◆ Your task: Look through the lines below and extract any with the word "trace".

Content starts

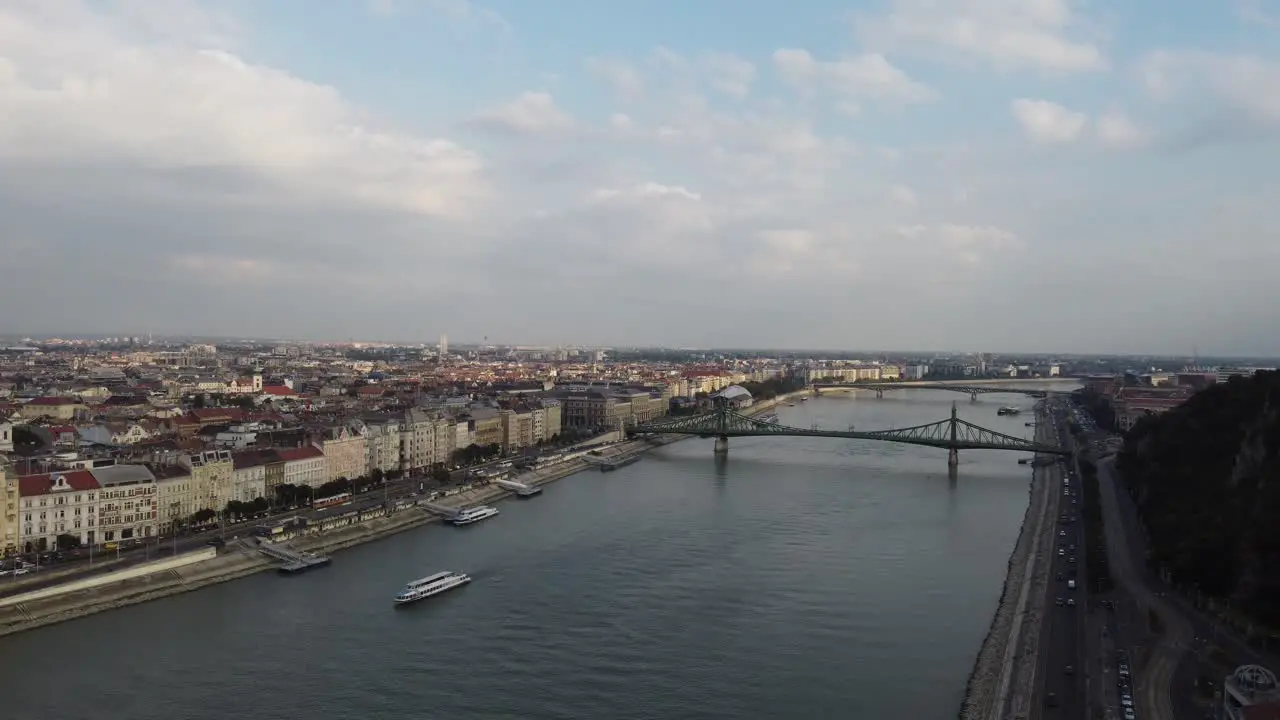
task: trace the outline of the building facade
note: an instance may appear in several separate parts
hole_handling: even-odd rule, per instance
[[[364,475],[368,450],[365,447],[365,437],[360,432],[345,425],[326,428],[319,444],[328,473],[325,482],[338,478],[355,480]]]
[[[98,533],[102,542],[156,534],[156,478],[145,465],[108,465],[89,471],[98,482]]]
[[[316,488],[328,482],[329,471],[325,465],[324,453],[315,445],[286,448],[277,452],[284,461],[286,485]]]
[[[195,514],[195,483],[184,465],[152,466],[156,478],[156,534],[172,535]]]
[[[52,550],[59,535],[69,535],[82,545],[101,542],[98,492],[98,481],[88,470],[18,478],[22,551]]]
[[[235,463],[232,462],[230,450],[206,450],[196,455],[187,455],[182,464],[191,472],[196,512],[221,512],[231,502]]]
[[[0,557],[18,551],[18,476],[0,462]]]

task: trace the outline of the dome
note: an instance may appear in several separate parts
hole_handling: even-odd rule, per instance
[[[1276,676],[1261,665],[1241,665],[1236,668],[1236,683],[1252,692],[1266,693],[1276,689]]]
[[[740,398],[751,397],[751,391],[741,385],[730,385],[729,387],[716,393],[716,397],[722,397],[726,400],[737,400]]]

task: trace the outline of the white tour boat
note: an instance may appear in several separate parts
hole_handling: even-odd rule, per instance
[[[453,572],[445,570],[435,575],[424,577],[420,580],[414,580],[404,589],[396,594],[396,605],[408,605],[432,595],[437,595],[445,590],[452,590],[459,585],[466,585],[471,582],[471,576],[466,573]]]
[[[485,518],[491,518],[498,514],[497,508],[488,505],[478,505],[473,508],[467,508],[462,512],[449,518],[451,525],[470,525],[471,523],[480,522]]]

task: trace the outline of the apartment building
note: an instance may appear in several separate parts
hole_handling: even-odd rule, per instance
[[[400,432],[400,469],[423,470],[449,462],[457,449],[456,421],[439,412],[410,408]]]
[[[196,505],[195,483],[185,465],[149,467],[156,479],[156,534],[170,535],[200,509]]]
[[[275,450],[246,450],[231,456],[231,499],[253,502],[267,495],[267,465],[280,460]],[[283,463],[280,463],[283,468]]]
[[[0,557],[18,551],[18,476],[0,462]]]
[[[288,485],[320,487],[329,480],[324,453],[315,445],[277,450],[284,461],[283,481]]]
[[[82,544],[101,542],[98,492],[98,481],[88,470],[18,478],[18,542],[23,552],[56,548],[59,535]]]
[[[145,465],[108,465],[89,471],[98,482],[98,532],[102,542],[156,534],[156,478]]]
[[[325,470],[328,473],[325,482],[338,478],[355,480],[364,475],[368,449],[363,430],[363,424],[357,424],[354,428],[335,425],[318,433],[319,437],[313,442],[324,453]]]
[[[191,472],[192,501],[196,510],[221,511],[231,502],[235,463],[230,450],[206,450],[184,455],[179,462]]]
[[[374,470],[384,473],[400,469],[400,432],[402,424],[394,418],[364,421],[365,475]]]

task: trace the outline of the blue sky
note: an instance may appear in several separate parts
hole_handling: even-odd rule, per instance
[[[1276,355],[1276,87],[1277,0],[14,0],[0,292],[65,285],[14,332]]]

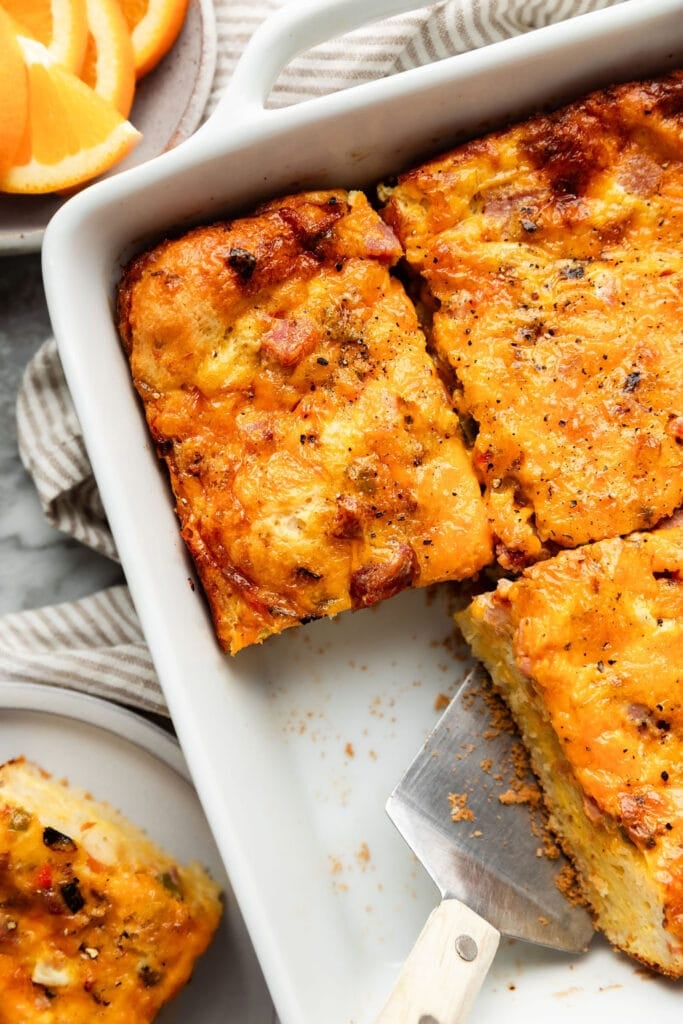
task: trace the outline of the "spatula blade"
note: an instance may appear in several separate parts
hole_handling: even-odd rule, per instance
[[[387,812],[443,897],[461,900],[505,935],[583,951],[593,924],[558,887],[567,861],[543,852],[540,816],[529,805],[500,800],[506,783],[513,800],[525,785],[513,768],[520,741],[492,723],[485,685],[479,668],[463,681]],[[526,781],[533,786],[531,775]]]

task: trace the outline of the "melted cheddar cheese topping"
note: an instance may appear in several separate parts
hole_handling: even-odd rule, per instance
[[[198,228],[128,269],[120,328],[232,653],[492,557],[401,254],[361,193]]]
[[[605,915],[634,933],[629,952],[683,974],[683,526],[539,562],[458,621],[516,712],[589,894],[630,849],[668,950],[652,952],[623,865]],[[568,811],[569,780],[581,813]]]
[[[391,191],[506,568],[683,501],[682,160],[676,72],[467,143]]]

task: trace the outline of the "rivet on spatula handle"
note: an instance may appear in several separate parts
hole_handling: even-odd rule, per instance
[[[463,1024],[488,974],[500,932],[459,900],[427,919],[375,1024]]]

Content ends

◆ Finished exercise:
task: trace the outline of the building facade
task: trace the outline of the dome
task: trace the outline of the white tour boat
task: trace the outline of the apartment building
task: trace the outline of the blue sky
task: trace the outline of the "spatula blade"
task: trace the outline of the "melted cheddar cheese topping"
task: trace the outline of the "rivet on spatula handle"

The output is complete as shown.